Pointing and labeling entries
## start
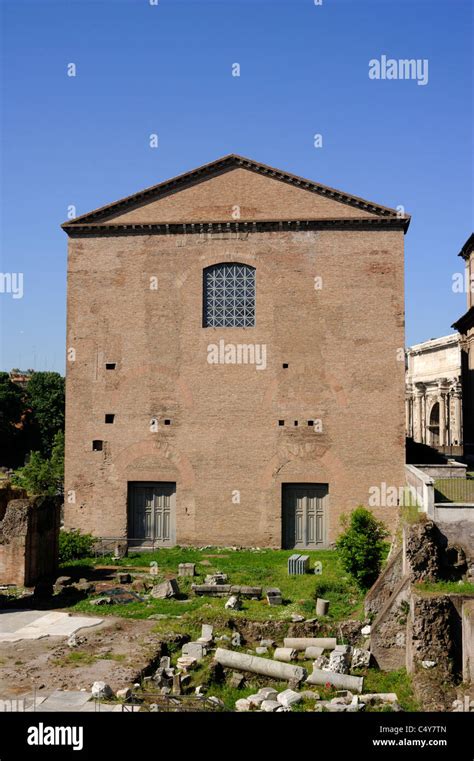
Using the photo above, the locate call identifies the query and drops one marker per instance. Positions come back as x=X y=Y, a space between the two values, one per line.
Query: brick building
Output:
x=465 y=326
x=235 y=369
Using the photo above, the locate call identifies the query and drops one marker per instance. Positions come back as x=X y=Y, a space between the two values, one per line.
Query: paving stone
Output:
x=270 y=706
x=166 y=590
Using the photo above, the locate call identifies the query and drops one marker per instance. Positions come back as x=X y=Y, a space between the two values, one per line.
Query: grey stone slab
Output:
x=14 y=620
x=65 y=700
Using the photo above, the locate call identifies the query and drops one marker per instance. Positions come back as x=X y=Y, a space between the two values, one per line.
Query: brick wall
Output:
x=340 y=343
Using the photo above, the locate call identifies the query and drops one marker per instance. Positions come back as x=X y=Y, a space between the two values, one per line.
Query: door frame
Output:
x=152 y=543
x=285 y=490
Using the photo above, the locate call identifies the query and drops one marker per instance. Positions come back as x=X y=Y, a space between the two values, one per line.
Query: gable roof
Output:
x=467 y=248
x=102 y=218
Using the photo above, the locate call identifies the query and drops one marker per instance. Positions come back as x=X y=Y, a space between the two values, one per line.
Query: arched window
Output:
x=229 y=296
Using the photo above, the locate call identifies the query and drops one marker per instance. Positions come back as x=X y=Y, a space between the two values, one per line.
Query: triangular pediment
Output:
x=229 y=190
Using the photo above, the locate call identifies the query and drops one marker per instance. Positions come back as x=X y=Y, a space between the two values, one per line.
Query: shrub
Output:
## end
→ **What is required**
Copy every one of the records above word for word, leaving out any pictures.

→ **Task output**
Using the photo above, the locate call identifies the query and drops one marker per instance. Positions come back as x=X y=Y, a space between the two values, one per line.
Query: brick building
Output:
x=465 y=326
x=235 y=369
Using the photo above, the locate call identifies the query and drops one marker per instance. Positions come back as x=X y=Y, a space between the two values, one per line.
Query: paving stone
Output:
x=270 y=706
x=166 y=590
Using the photo above, the locate call identifies the query and drops one marker per instance. Positions come back as x=X y=Y, a space between the two values, one per line.
Query: grey stone slab
Output:
x=14 y=620
x=65 y=700
Using the photo above, the locate call identifies the query and drops one marker per instance. Positions come back as x=X y=Y, a space between the two values, one per line.
Query: brick wall
Output:
x=340 y=343
Using the photo above, the locate call identifies the query and drops one marker per instance. Positions come back as x=X y=Y, a space between the two values, one per line.
Query: door frame
Output:
x=152 y=543
x=285 y=490
Using the photo above, the locate call identifies the query and drops one marker per instance. Positions come back as x=X y=Y, a space between the two values, one per line.
Query: gable roof
Output:
x=467 y=248
x=102 y=218
Using the photo above, the locate call identifies the query and drops one marker per instance. Positions come back as x=X y=Y, a space between the two values, one per line.
Query: arched window
Output:
x=229 y=296
Using the photo above, the locate call identifies the query and drops one marker per instance. Positions come back as x=X y=Y, a space between the two values, one per line.
Query: triangular pediment
Output:
x=229 y=190
Using the photo above, the locate call identifies the query and drops one marker per instance. Positions come back as x=X y=Y, a space between the two values, one per line.
Query: shrub
Output:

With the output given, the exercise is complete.